**WHAT THE EXERCISE ASKS:**
Convert the material, from the line containing "Can you see the shirt" through the final line, into a Markdown table with two columns: No., holding a running row number, and Text, holding each line. Leave out blank lines.

**TASK INPUT:**
---

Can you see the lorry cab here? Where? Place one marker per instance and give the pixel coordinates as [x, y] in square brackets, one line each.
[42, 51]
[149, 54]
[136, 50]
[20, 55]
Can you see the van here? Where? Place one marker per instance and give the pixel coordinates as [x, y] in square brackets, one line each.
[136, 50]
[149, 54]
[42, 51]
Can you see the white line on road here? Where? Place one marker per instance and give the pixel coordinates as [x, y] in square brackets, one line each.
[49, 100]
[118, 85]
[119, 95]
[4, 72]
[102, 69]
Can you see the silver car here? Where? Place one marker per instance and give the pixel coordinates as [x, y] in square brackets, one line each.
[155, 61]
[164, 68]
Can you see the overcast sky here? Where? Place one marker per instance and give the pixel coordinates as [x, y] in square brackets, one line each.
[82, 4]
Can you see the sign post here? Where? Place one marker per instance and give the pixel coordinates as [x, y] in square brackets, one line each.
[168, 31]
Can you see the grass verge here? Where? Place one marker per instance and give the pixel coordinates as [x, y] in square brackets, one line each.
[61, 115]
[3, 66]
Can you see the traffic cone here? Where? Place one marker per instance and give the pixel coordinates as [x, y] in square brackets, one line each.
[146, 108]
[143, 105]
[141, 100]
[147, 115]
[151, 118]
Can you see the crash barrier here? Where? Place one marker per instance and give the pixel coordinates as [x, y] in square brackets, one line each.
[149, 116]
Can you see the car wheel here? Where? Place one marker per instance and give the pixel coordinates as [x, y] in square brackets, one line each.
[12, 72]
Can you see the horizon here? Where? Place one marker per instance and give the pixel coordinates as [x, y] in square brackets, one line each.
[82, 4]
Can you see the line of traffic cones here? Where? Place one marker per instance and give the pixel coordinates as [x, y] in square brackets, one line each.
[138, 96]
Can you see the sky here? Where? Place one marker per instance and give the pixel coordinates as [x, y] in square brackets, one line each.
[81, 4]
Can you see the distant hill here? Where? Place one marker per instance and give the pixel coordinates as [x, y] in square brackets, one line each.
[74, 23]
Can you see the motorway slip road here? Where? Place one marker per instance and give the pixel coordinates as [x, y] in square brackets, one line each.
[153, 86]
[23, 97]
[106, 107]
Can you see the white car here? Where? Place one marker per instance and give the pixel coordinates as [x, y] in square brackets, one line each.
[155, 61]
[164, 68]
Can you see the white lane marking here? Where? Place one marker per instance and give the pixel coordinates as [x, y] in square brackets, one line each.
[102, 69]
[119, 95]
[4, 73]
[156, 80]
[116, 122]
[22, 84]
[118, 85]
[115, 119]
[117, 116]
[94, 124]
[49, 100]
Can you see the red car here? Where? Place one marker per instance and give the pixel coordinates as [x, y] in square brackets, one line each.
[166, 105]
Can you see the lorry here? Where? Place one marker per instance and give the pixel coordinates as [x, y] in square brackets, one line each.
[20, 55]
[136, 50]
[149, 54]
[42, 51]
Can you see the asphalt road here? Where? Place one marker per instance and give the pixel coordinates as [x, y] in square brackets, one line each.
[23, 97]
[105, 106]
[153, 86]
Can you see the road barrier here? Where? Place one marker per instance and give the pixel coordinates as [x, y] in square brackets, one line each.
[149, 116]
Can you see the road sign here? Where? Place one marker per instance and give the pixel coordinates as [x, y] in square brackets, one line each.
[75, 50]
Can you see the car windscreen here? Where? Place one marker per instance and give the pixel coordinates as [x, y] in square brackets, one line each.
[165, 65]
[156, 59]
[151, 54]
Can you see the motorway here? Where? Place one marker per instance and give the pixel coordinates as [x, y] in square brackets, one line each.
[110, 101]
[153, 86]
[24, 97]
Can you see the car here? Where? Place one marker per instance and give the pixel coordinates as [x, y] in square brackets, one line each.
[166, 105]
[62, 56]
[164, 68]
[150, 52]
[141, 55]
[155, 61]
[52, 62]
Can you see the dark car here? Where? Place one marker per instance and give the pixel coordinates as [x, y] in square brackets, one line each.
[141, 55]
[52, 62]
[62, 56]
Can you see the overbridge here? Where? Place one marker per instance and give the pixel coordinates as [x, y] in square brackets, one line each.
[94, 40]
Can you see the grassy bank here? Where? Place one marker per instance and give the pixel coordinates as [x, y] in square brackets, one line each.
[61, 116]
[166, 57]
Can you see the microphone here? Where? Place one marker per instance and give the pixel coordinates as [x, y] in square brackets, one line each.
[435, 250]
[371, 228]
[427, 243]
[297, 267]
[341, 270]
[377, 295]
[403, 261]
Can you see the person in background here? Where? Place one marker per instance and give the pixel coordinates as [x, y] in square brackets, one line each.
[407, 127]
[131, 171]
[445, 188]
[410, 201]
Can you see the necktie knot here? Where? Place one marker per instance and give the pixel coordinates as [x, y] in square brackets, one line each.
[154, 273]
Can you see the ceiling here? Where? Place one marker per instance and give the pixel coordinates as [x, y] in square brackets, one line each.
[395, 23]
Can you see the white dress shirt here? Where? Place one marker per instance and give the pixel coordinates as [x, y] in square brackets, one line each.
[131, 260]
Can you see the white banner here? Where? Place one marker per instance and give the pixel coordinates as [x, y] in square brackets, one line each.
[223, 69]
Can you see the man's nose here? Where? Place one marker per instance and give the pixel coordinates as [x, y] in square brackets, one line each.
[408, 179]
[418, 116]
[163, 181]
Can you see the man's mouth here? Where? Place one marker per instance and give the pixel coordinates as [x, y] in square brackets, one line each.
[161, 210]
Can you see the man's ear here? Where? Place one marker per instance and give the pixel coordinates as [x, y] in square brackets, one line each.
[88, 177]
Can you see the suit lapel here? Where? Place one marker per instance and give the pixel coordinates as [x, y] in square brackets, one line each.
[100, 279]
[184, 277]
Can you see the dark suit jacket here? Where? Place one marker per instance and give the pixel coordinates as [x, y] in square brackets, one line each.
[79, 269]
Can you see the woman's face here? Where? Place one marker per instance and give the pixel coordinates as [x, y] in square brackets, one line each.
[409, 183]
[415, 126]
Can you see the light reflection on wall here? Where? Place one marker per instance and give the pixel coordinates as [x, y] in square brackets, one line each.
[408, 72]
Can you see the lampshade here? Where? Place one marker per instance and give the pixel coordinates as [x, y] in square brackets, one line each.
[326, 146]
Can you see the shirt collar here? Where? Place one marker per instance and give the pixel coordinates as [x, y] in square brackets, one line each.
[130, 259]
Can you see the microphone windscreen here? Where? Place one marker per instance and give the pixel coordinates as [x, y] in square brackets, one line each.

---

**THE OUTPUT:**
| No. | Text |
|---|---|
| 1 | Can you see the shirt collar here? Where? Place one marker per instance and give the pixel coordinates as [x, y] in square brackets, one line each. |
| 2 | [130, 259] |
| 3 | Can you see the microphone windscreen here? Where? Place one marker per instance and give the pixel coordinates as [x, y] in square brackets, one line each. |